> [Description of the task]
Lines after the one containing "Returns: the outline" are to be omitted; print exactly each line from the start of the records up to and including it.

> [Records provided]
○ ○ ○
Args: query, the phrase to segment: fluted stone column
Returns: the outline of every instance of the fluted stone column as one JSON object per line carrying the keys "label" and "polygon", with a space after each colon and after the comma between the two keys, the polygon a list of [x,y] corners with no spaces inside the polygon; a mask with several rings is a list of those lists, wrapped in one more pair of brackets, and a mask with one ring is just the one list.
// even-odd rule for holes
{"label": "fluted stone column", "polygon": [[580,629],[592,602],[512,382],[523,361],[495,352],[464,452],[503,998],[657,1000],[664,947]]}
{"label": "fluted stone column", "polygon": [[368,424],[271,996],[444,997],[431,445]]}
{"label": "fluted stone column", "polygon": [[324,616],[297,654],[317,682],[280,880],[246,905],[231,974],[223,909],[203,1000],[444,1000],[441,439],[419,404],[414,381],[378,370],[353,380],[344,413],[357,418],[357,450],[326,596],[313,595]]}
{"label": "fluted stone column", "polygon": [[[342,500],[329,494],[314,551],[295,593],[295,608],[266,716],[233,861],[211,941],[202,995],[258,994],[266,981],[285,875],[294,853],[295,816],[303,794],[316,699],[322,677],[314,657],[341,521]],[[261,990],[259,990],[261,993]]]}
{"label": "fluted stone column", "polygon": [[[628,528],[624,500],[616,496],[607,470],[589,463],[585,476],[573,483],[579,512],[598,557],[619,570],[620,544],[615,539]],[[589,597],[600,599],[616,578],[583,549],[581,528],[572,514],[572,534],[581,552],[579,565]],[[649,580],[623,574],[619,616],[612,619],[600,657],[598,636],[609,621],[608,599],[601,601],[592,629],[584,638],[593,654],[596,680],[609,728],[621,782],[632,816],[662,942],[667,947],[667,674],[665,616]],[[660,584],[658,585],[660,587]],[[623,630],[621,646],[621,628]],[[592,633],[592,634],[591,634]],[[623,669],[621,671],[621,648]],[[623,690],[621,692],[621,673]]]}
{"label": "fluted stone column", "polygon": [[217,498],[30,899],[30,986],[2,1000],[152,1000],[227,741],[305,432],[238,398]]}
○ ○ ○
> [Written response]
Args: query, the phrase to segment: fluted stone column
Returns: the outline of every instance of the fluted stone column as one JSON object per line carrying the keys "label" and "polygon", with a space after each colon and after the comma between the two keys, the polygon a list of [x,y] corners with no spaces inside the polygon; a mask with several rings is a list of those lists, wrapped in one more pair of brackets, and a mask with one ring is just the one list.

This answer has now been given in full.